_Sus instrucciones:_ Según el texto citado, ¿cuántos años cumplió Carlos Albendea el pasado octubre?

Durante
toda su vida, y más aún en los últimos años, Carlos Albendea ha estado siempre
haciendo bromas con su progresivo acercamiento a la muerte, buscando en los demás
el natural estímulo sobre lo bien que se conservaba, pese al envejecimiento,
algo que ya iba resultando difícil de decir (y más aún, de creer) porque el
deterioro físico era evidente. En octubre pasado cumplió 92 años y no ha podido
hacer realidad el sueño de llegar a los cien. Uno de estos días pasados, no se
exactamente cual (los periódicos conquenses, en papel o digitales, ya no siguen
el rastro de los fallecimientos y así es difícil llevar el cómputo de las pérdidas),
la vida de Carlos Albendea se apagó silenciosamente, según me dice, sentado en
una silla, sin protestar ni quejarse.

_Líneas almacenadas:_
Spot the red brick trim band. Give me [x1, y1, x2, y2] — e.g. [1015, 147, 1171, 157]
...
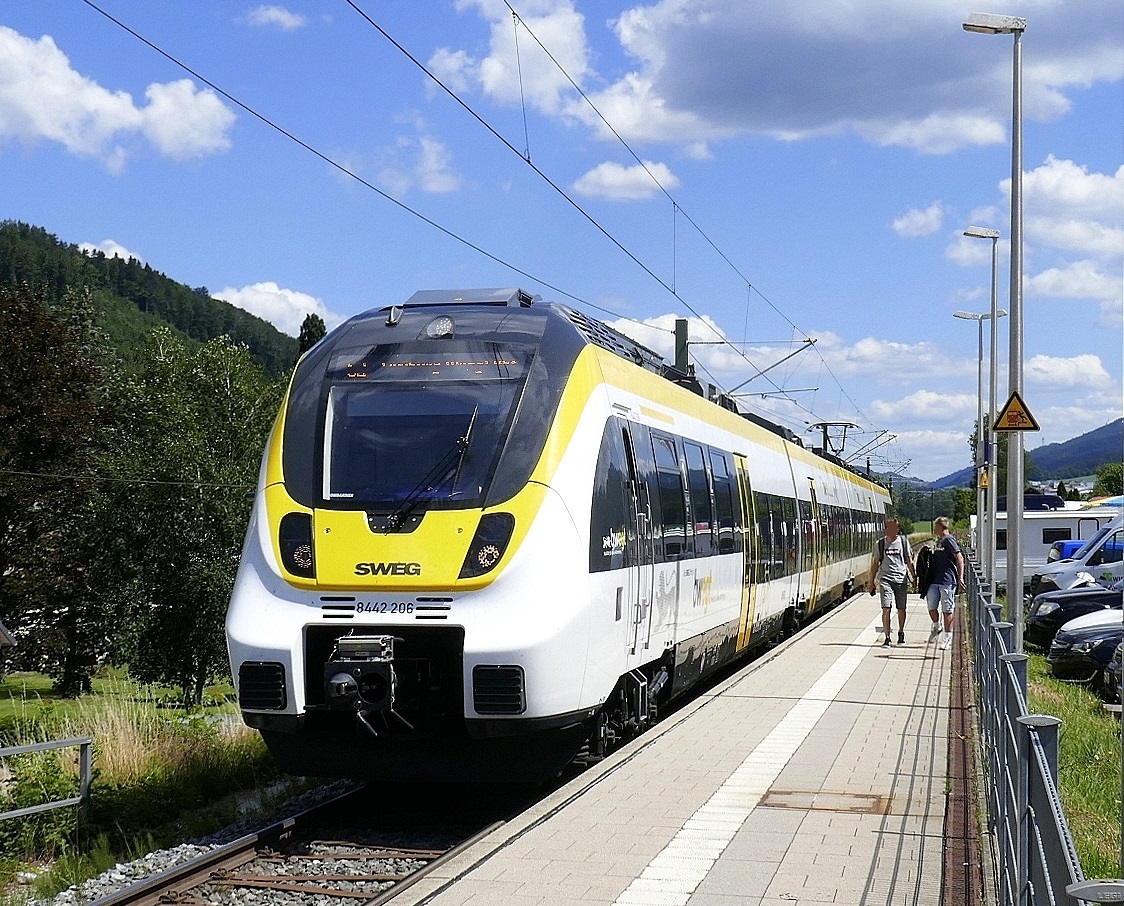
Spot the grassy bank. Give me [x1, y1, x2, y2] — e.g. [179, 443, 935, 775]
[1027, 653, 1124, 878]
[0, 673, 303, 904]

_Solución del ejercicio:_ Cumplió 92 años.